Schwarze Studierende in den USA haben in den vergangenen Jahren schon manchmal gefordert, dass Weiße ein Seminar oder eine Vorlesung verlassen, damit sie „unter sich“ in einem „safe space“ sein könnten. Auch schwarze Professoren wie John McWhorter von Columbia University oder Glenn Loury von der Brown University haben solche Ansätze offen als „illiberal“ kritisiert.

McWhorter gab zu, dass ihm solche Phänomene, angefeuert durch Soziale Medien, Angst machen, da sie keineswegs weiße Privilegien beseitigen und mehr freien Diskurs schafften, sondern dogmatisch Sprechverbote und Denkverbote errichteten. Der schwarze Bürgerrechtler Martin Luther King hielt am 28. August 1963 vor dem Lincoln Memorial in Washington seine berühmte Rede mit dem Leitmotiv: „Ich habe einen Traum.“

Ein Schlüsselaspekt darin war der Traum, dass die Kinder der früheren Sklaven und die Kinder der früheren Sklavenhalter gemeinsam am Tisch der Brüderlichkeit sitzen werden, dass nicht die Hautfarbe, sondern der Charakter eines Menschen zählt. Solche Sätze würden im heutigen Diskurs von vielen als naiv verurteilt. „Aber ich bin und bleibe doch schwarz – und Weiße sehen mich anders an!“ Ja, das ist wahr – aber genau deshalb sollten Sätze wie die von Dr. King heute noch mehr Geltung bekommen.

-- AUFGABE 1 --
Prüfe, ob die folgenden Aussagen mit dem Textauszug übereinstimmen. Beantworte jede mit Ja oder Nein und zitiere die entscheidenden Worte wörtlich. (a) John McWhorter ist an der Columbia University tätig. (b) Martin Luther King hielt seine Rede vor dem Washington Monument. (c) Glenn Loury gehört der Brown University an.
-- AUFGABE 2 --
Nenne alle Personen, die im Textauszug namentlich erwähnt werden.
-- AUFGABE 3 --
Führe den Text über Safe Spaces und die Rede von Martin Luther King nach seinem letzten Satz weiter.

-- DATENABSCHNITT --
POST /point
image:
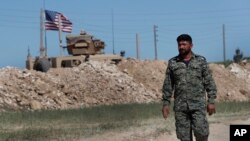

-- ANTWORT 1 --
(a) Ja: „John McWhorter von Columbia University“
(b) Nein: „vor dem Lincoln Memorial in Washington“
(c) Ja: „Glenn Loury von der Brown University“

-- ANTWORT 2 --
John McWhorter, Glenn Loury, Martin Luther King

-- ANTWORT 3 --
Genau darum geht es: um die Würde eines jeden Menschen, die unantastbar ist - ganz gleich, wie unterschiedlich wir sind. Es gilt das Recht durchzusetzen, das jedem Menschen zusteht, das Menschenrecht. Wenn ich darauf beharre, dass ich als Araber „anders“ bin, weil ich eine andere Herkunft als die der Mehrheit hier im Land habe, bekräftige ich das „Othering“, das mich zum „anderen“ macht.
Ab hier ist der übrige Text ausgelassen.